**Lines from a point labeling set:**
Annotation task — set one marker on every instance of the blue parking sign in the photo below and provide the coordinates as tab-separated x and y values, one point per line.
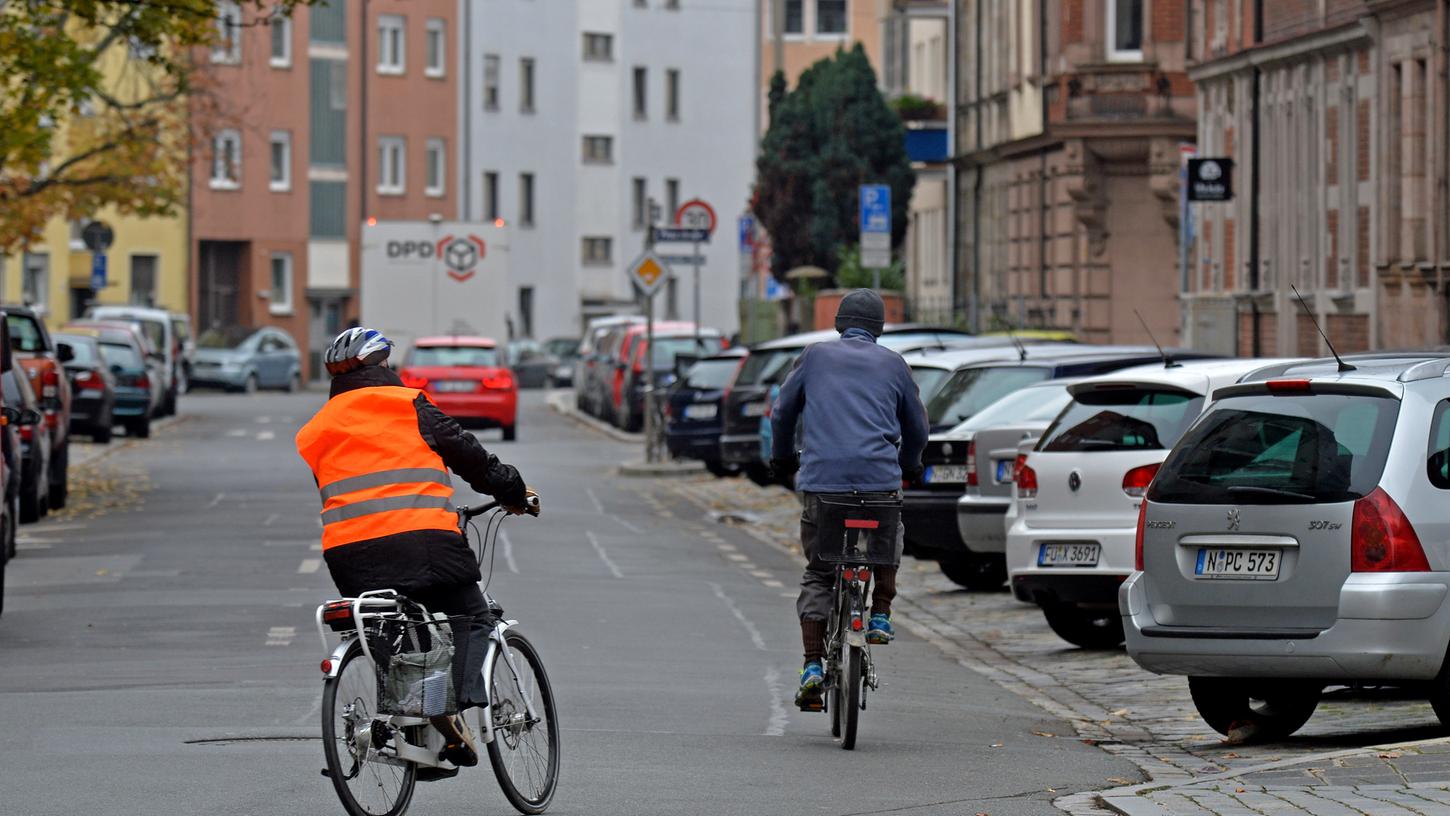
876	207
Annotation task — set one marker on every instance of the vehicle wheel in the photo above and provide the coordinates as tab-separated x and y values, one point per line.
366	786
525	750
1085	628
60	479
1253	710
975	571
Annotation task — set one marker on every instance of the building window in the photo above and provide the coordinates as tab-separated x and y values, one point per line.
599	47
640	203
226	160
35	280
390	44
596	250
435	48
1125	31
144	280
228	47
831	18
280	178
490	81
490	196
795	16
392	165
525	84
641	92
599	150
525	199
280	31
435	164
672	94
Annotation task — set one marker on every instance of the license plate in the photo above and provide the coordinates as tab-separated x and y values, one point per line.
1080	554
701	412
1246	564
946	474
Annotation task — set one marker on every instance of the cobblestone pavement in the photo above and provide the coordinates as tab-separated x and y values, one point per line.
1365	752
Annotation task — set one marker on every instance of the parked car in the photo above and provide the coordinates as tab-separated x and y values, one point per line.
931	509
241	358
35	447
1070	545
93	387
659	360
34	350
692	409
467	379
157	326
564	352
1297	538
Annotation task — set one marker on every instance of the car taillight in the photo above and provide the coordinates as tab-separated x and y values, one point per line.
1136	481
1382	539
1137	541
1024	477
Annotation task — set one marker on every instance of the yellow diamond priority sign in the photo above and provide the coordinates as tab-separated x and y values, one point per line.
648	273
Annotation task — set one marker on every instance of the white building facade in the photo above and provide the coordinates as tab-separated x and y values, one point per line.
576	113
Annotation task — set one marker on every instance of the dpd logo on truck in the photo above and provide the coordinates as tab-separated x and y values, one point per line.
461	255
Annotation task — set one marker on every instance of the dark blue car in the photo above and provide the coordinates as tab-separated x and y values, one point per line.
692	426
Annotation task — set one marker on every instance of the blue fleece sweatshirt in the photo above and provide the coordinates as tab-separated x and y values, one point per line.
862	419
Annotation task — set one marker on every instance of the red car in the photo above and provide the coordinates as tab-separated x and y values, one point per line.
467	379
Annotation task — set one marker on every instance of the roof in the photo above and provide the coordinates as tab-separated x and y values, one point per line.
1196	376
456	341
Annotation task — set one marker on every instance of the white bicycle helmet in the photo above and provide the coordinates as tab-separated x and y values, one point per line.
355	348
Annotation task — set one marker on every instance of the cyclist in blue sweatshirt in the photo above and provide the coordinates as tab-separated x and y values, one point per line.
863	431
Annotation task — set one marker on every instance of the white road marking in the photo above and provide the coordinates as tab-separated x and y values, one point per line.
599	548
508	552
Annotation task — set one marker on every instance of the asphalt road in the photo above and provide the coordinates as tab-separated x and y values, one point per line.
158	654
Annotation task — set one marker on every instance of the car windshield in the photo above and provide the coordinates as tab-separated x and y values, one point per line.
970	390
1123	419
451	355
1030	405
122	355
25	334
1281	450
232	336
711	374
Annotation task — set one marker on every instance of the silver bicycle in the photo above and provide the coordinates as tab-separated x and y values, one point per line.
374	760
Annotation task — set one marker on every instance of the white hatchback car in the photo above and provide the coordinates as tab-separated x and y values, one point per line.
1072	541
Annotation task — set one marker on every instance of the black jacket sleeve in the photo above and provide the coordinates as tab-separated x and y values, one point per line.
466	457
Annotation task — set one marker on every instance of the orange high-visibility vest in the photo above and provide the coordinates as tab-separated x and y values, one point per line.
376	473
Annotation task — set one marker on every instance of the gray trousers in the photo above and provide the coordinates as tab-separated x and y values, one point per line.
818	581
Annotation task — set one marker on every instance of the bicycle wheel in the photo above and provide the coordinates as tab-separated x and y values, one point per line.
850	696
525	748
367	783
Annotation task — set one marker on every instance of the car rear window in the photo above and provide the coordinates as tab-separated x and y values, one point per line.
467	357
1128	419
970	390
1281	450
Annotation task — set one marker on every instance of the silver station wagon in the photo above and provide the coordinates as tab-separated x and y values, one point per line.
1297	538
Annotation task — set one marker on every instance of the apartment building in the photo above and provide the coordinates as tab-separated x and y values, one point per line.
1069	132
576	115
311	125
1334	113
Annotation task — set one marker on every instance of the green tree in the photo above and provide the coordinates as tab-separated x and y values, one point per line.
827	136
93	103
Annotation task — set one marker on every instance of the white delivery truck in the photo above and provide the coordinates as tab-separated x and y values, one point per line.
425	279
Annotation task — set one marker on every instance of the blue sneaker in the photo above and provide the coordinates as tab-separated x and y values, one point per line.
812	680
879	631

**PROMPT:** Render the lines as a Markdown table with the columns Row and Line, starting with the line containing "of the green" and going on through the last line of the set, omitting any blank lines.

**FINAL RESULT:**
| Row | Line |
|---|---|
| 1 | Annotation task — set one marker on every instance of the green tree in the photo above and provide the coordinates as tab-separated x and y values, one point per line. |
| 2 | 827	136 |
| 3 | 93	103 |
| 4 | Annotation task — set one marker on every instance of the white delivery truck in the photo above and provide the coordinates as tab-separated x and y values, one point per line. |
| 5 | 425	279 |
| 6 | Annotation task — set one marker on every instance of the blue sneaker in the photo above and provide the coordinates as tab-separated x and y values, one point per line. |
| 7 | 812	680 |
| 8 | 879	631 |